ARTICLE:
════

# New Mama



## allons_ykaylee (Nov 12, 2013)

I got my tiel Simon over the weekend and he's doing great. He sings to me frequently, preens my face obsessively, calls to me when I leave the room, hangs out in his cage door when it's open. He's having a bit of trouble with stepping up, however. I pretty much leave his cage open when I'm home because he loves hanging out in the entrance, and when he's there I'll put my finger near his feet and talk to him. He usually climbs back into the cage a few times but eventually I can get him to step up. And he HATES scritches or pets. Will he warm up to the affection, and me? Because I want to be able to love on him without getting bit for it. He seems extremely comfortable around me (I mean he preened my face for a total of 3 hours today) but I want him to feel safe as well. Tips? He's my first bird, so I'm very new to all of this.
:grey tiel:


----------



## CaliTiels (Oct 18, 2012)

Well for starters, hi there 

He sounds like a good boy. About the scratches, some never like them. My older tiel Beaker doesn't not like them. My youngest loves them. It really depends. He may discover they're great or may never like them.

For bonding, have you ever fed him treats like millet? Feeding is a great way to bond


----------



## scootergirl762 (Aug 27, 2013)

════

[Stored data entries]
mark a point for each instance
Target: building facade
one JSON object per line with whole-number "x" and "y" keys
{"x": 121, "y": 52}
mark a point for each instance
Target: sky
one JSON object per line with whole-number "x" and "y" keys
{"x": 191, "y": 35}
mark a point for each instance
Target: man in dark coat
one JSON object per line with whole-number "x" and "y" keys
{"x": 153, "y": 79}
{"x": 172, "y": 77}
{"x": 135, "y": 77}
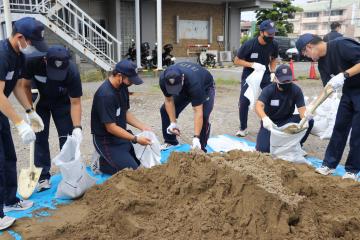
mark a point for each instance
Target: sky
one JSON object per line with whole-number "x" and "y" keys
{"x": 250, "y": 15}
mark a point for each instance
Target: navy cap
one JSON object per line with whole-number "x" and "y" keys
{"x": 58, "y": 59}
{"x": 283, "y": 73}
{"x": 303, "y": 41}
{"x": 129, "y": 69}
{"x": 268, "y": 26}
{"x": 32, "y": 30}
{"x": 173, "y": 81}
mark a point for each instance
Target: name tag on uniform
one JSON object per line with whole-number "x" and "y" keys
{"x": 254, "y": 55}
{"x": 9, "y": 75}
{"x": 40, "y": 78}
{"x": 275, "y": 103}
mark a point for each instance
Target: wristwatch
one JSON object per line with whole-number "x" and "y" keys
{"x": 29, "y": 110}
{"x": 78, "y": 126}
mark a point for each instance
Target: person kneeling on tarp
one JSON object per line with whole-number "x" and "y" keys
{"x": 276, "y": 105}
{"x": 109, "y": 117}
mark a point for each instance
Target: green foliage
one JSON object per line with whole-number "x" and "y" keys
{"x": 280, "y": 13}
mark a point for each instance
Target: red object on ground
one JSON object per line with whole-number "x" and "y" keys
{"x": 312, "y": 74}
{"x": 292, "y": 69}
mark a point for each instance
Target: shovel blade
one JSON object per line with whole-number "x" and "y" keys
{"x": 27, "y": 182}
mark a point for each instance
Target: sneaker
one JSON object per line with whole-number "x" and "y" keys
{"x": 166, "y": 146}
{"x": 43, "y": 185}
{"x": 350, "y": 175}
{"x": 324, "y": 170}
{"x": 95, "y": 164}
{"x": 19, "y": 206}
{"x": 242, "y": 133}
{"x": 6, "y": 222}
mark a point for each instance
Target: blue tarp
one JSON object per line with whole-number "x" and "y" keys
{"x": 46, "y": 200}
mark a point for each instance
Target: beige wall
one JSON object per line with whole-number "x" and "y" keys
{"x": 191, "y": 11}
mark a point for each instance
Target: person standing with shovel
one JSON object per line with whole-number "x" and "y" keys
{"x": 26, "y": 38}
{"x": 339, "y": 67}
{"x": 276, "y": 105}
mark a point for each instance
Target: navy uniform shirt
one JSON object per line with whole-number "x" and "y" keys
{"x": 331, "y": 36}
{"x": 341, "y": 54}
{"x": 280, "y": 105}
{"x": 11, "y": 65}
{"x": 109, "y": 106}
{"x": 197, "y": 82}
{"x": 253, "y": 51}
{"x": 53, "y": 92}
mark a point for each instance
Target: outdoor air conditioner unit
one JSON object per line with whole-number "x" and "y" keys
{"x": 225, "y": 56}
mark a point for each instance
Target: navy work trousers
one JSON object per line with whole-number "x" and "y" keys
{"x": 63, "y": 123}
{"x": 115, "y": 155}
{"x": 244, "y": 103}
{"x": 180, "y": 104}
{"x": 263, "y": 137}
{"x": 348, "y": 117}
{"x": 8, "y": 175}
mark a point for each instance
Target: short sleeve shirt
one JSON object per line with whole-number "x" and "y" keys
{"x": 197, "y": 82}
{"x": 281, "y": 105}
{"x": 11, "y": 66}
{"x": 253, "y": 51}
{"x": 53, "y": 91}
{"x": 110, "y": 105}
{"x": 342, "y": 53}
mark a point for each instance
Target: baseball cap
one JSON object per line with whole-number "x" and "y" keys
{"x": 303, "y": 41}
{"x": 32, "y": 30}
{"x": 129, "y": 69}
{"x": 173, "y": 81}
{"x": 268, "y": 26}
{"x": 58, "y": 59}
{"x": 283, "y": 73}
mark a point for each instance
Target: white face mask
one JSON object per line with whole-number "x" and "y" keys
{"x": 28, "y": 49}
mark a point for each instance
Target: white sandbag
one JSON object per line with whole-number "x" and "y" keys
{"x": 253, "y": 91}
{"x": 226, "y": 144}
{"x": 287, "y": 146}
{"x": 150, "y": 155}
{"x": 75, "y": 180}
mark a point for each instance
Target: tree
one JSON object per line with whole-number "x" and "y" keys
{"x": 280, "y": 13}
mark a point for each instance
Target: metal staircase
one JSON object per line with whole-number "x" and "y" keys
{"x": 73, "y": 25}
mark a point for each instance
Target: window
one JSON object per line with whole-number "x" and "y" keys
{"x": 310, "y": 26}
{"x": 334, "y": 13}
{"x": 312, "y": 14}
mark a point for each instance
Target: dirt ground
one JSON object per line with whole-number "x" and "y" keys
{"x": 147, "y": 99}
{"x": 236, "y": 195}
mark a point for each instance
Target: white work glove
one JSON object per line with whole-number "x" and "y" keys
{"x": 338, "y": 81}
{"x": 258, "y": 67}
{"x": 26, "y": 133}
{"x": 272, "y": 77}
{"x": 267, "y": 123}
{"x": 308, "y": 115}
{"x": 35, "y": 121}
{"x": 77, "y": 133}
{"x": 173, "y": 129}
{"x": 196, "y": 143}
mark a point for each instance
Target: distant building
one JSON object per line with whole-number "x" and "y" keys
{"x": 315, "y": 17}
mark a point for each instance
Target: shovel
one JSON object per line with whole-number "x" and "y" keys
{"x": 29, "y": 177}
{"x": 296, "y": 128}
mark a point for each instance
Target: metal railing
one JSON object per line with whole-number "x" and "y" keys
{"x": 66, "y": 15}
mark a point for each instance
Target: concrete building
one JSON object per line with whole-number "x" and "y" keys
{"x": 315, "y": 18}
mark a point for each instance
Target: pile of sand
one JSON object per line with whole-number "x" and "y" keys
{"x": 236, "y": 195}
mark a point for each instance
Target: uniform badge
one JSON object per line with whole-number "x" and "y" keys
{"x": 58, "y": 63}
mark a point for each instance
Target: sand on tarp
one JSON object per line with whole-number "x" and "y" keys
{"x": 235, "y": 195}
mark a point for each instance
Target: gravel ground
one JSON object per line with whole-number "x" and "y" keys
{"x": 147, "y": 99}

════

WHAT THIS EXERCISE ASKS:
1. Gather every line of the listing that contains the string "ground" and copy each one out.
2. Pick up the cockatiel forum thread from the point where it stops and continue it.

EXERCISE ANSWERS:
1.
Target: red object on ground
Target: dirt ground
Target: gravel ground

2.
Congratulations! He sounds like a sweetie. I agree with Lougirl - some will like it, some won't and some will and THEN won't. You just can't tell ahead of time. I worked at getting Stewie to like it - by that I mean, he decided he did. Then when I brought Emme into the picture he decided he still liked it - from her. So from me he shies away even though I could scratch his head for an hour without stopping. Just give it time and go slow. He'll let you know!


----------



## allons_ykaylee (Nov 12, 2013)

Thanks guys! I give given him millet from my hand, he does eat from my hand frequently. He seems to have bonded with me well enough but at the same time it still feels shaky, which worries me. But it's been less than a week so I suppose we'll bond further!

But how do I stop the obsessive preening of my face? My mom spends time with him while I'm at work or class and she's told me if he does that to her she'll put him back in the cage and we both know he won't enjoy that. And he tends to get a little rough with it and bite. Any tips on that?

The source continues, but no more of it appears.